▸ 任务说明
请把列表里从含有“hedge the system should track.”的那一行到含有“[506,330,545,363]”的那一行（两头都算）重新写一遍，只写这几行。提问照原样保留，答案里的坐标全部按2.55倍放大，结果四舍五入取整，逢五进一。

▸ 记录数据
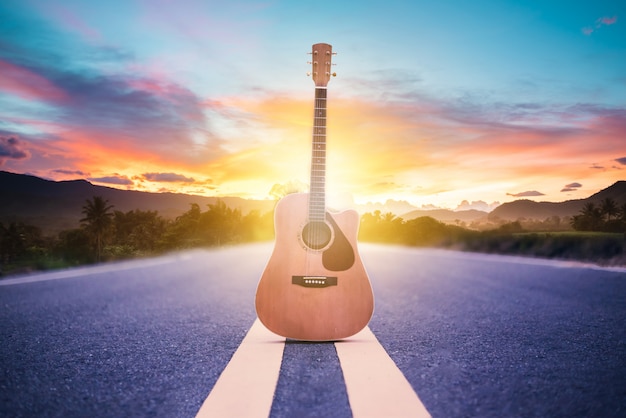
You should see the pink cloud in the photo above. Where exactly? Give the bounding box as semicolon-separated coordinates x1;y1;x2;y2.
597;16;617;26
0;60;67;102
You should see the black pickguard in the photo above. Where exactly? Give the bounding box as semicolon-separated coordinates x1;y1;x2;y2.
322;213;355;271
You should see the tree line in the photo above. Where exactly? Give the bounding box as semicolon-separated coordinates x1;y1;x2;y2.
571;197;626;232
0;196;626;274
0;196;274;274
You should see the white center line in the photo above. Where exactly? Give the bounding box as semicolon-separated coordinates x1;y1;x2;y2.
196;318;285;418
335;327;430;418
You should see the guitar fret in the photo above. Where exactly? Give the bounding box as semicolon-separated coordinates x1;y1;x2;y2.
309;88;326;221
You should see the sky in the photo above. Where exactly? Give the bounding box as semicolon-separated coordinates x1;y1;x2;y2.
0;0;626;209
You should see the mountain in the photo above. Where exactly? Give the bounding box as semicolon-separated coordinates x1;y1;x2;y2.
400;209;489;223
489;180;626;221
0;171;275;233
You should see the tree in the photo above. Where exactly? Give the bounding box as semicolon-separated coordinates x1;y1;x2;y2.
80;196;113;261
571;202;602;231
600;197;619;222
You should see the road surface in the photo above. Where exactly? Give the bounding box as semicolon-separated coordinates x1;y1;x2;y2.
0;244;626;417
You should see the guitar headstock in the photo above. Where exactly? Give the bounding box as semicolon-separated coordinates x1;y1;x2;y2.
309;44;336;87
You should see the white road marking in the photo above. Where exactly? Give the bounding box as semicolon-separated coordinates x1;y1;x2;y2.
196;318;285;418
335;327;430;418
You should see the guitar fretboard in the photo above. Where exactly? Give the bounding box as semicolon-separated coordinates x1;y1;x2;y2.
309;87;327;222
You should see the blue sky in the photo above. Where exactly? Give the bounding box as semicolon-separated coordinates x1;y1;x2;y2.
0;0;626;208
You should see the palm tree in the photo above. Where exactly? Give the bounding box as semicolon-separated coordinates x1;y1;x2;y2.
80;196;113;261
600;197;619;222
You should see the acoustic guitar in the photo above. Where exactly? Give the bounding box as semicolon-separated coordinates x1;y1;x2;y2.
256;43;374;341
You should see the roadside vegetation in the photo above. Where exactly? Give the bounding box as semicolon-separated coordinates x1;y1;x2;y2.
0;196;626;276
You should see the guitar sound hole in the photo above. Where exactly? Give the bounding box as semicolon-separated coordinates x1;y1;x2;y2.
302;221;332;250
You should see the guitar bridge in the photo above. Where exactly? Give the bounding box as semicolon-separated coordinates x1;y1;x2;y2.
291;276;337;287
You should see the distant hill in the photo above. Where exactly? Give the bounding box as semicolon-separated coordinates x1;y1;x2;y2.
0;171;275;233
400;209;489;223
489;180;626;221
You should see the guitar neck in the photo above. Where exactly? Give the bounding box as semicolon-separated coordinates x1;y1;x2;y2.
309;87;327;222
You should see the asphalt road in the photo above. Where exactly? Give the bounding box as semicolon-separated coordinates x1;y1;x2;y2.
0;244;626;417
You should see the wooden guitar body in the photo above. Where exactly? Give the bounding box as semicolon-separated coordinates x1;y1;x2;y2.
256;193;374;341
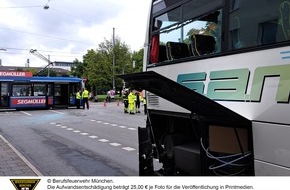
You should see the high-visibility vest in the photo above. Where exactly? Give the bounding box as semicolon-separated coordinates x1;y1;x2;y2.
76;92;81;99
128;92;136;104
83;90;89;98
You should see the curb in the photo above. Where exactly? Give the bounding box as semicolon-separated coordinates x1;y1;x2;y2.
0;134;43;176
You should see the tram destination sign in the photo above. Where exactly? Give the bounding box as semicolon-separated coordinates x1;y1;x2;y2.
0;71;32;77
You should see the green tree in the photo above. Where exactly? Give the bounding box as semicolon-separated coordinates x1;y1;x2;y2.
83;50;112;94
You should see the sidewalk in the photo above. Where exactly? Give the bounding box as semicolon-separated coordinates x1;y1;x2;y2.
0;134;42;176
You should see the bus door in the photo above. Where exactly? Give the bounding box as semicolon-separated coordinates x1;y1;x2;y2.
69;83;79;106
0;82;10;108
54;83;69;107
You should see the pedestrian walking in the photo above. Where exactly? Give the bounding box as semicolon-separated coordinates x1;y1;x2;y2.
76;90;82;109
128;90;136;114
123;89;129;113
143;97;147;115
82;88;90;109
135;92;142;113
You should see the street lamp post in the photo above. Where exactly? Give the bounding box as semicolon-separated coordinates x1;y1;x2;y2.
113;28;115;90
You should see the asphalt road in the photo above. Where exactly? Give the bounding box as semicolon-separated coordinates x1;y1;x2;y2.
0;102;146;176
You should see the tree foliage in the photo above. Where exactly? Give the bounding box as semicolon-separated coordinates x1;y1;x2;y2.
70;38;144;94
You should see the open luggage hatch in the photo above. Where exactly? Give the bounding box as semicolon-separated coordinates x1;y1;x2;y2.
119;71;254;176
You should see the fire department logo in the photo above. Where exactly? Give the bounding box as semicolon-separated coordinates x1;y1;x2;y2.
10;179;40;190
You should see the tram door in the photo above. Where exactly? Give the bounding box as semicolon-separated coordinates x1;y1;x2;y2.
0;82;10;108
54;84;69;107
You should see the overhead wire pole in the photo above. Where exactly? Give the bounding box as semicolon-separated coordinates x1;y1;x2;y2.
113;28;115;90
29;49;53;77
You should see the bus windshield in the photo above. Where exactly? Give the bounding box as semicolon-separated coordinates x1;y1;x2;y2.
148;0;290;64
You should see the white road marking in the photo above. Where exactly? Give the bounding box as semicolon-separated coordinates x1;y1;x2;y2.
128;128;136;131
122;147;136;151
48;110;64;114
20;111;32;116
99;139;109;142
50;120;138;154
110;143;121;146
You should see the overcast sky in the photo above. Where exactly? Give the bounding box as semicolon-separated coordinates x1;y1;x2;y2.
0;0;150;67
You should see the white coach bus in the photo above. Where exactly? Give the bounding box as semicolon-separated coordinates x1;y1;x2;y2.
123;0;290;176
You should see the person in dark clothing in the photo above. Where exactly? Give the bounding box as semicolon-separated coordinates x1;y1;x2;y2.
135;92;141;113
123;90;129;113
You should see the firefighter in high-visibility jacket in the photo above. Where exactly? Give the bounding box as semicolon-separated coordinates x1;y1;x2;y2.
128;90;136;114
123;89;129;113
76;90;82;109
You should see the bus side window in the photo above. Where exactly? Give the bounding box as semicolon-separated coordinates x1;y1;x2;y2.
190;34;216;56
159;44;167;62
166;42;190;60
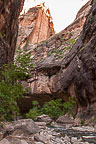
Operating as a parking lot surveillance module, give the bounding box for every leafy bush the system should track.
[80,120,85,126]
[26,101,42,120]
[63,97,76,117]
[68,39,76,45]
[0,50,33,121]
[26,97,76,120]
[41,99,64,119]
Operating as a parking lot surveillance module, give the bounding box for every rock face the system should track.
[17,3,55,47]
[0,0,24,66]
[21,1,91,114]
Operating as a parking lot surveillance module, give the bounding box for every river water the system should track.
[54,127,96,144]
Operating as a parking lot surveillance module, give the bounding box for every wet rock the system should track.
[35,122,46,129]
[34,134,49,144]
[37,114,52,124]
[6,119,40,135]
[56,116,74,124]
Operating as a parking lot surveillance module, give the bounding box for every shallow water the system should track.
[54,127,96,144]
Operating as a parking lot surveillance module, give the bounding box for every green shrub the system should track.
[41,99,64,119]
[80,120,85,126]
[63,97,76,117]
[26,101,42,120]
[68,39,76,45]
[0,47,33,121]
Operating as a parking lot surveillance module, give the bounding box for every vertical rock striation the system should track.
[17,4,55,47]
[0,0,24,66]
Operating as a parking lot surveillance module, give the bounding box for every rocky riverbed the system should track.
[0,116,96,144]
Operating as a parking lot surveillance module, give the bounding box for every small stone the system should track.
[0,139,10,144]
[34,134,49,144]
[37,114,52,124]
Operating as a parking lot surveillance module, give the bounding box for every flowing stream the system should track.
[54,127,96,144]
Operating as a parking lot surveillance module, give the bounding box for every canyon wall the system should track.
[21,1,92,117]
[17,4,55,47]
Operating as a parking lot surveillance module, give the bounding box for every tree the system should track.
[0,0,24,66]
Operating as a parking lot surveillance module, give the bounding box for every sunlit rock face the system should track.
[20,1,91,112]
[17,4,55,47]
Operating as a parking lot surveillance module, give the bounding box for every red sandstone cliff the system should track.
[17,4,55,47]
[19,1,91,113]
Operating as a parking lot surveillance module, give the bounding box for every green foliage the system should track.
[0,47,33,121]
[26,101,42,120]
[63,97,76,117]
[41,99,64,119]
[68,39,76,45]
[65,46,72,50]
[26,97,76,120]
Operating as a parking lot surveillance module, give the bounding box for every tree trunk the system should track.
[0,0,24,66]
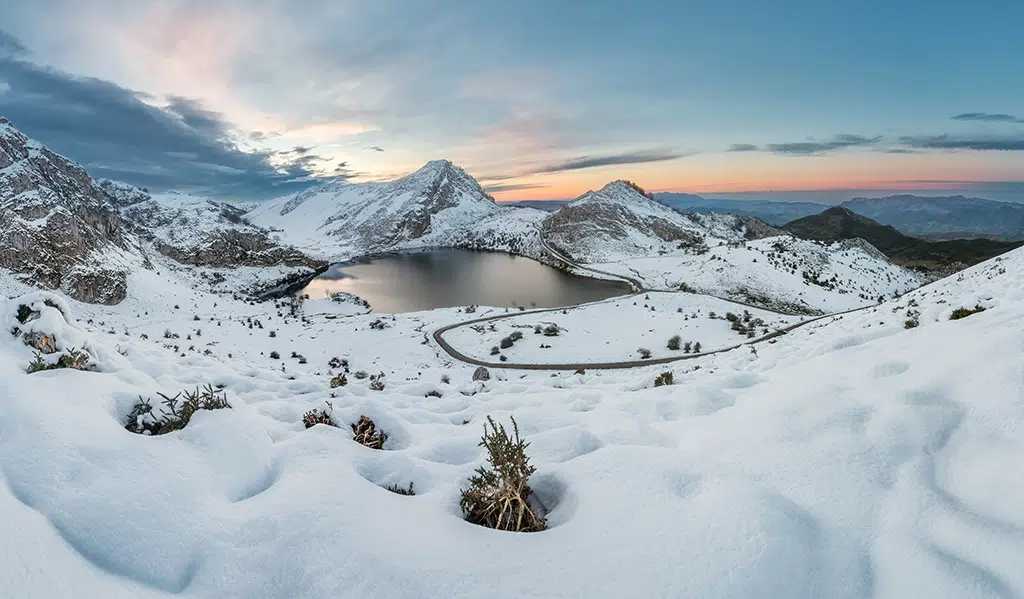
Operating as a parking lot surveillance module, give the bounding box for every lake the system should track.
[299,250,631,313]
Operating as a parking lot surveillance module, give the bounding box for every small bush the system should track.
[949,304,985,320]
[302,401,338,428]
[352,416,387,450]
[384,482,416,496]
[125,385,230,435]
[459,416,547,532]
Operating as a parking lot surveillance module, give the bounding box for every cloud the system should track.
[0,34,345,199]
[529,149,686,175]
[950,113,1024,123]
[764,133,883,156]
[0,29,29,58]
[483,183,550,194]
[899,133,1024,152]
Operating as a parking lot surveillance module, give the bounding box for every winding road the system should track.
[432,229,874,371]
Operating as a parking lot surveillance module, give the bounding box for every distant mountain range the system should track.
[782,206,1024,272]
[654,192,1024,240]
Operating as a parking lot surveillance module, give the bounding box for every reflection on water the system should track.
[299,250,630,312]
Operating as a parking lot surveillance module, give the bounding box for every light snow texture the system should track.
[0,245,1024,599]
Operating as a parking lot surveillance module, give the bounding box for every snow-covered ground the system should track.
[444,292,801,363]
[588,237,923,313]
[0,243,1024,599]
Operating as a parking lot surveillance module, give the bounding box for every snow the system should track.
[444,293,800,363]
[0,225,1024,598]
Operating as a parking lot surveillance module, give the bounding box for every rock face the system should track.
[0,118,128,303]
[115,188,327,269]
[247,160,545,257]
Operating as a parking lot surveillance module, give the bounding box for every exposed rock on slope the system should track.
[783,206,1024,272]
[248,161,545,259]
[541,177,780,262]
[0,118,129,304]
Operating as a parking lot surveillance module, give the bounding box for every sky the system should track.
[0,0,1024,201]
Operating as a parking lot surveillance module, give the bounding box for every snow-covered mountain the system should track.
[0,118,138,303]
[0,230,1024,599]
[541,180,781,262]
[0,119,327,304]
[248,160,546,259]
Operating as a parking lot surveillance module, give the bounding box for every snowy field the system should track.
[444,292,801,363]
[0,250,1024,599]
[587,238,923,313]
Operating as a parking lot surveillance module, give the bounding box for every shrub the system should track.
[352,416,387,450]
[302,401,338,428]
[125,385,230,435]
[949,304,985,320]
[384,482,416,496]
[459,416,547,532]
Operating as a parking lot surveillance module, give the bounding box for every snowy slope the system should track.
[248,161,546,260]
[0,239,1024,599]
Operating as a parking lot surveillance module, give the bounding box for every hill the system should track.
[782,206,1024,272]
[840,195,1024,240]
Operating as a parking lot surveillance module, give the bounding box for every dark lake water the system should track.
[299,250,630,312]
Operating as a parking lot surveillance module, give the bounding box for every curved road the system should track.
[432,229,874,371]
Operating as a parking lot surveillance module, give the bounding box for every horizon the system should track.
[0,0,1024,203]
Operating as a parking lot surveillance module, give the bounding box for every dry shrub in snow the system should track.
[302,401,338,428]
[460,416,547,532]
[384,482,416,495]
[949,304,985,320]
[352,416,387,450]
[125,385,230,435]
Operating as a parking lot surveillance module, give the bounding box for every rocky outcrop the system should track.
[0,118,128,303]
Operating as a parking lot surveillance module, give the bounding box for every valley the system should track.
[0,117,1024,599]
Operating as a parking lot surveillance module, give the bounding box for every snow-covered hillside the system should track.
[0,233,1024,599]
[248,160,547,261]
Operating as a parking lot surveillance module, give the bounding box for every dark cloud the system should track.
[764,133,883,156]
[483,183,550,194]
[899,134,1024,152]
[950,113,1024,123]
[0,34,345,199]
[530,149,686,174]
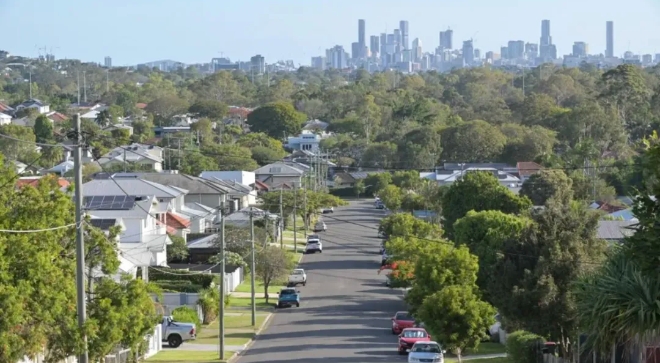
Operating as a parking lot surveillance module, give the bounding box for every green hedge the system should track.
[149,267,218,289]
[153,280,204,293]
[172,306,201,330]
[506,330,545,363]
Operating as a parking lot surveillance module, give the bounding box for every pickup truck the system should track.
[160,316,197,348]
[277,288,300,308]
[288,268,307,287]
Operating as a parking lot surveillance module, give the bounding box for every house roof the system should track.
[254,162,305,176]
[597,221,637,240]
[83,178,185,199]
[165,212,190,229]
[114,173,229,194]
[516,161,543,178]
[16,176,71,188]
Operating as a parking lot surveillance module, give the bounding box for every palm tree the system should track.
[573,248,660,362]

▸ 参考解答
Operating as a parking lot surveillance module, give the bounding box for every green hedge the system should track.
[380,681,556,737]
[390,714,520,747]
[439,780,513,842]
[1290,842,1390,926]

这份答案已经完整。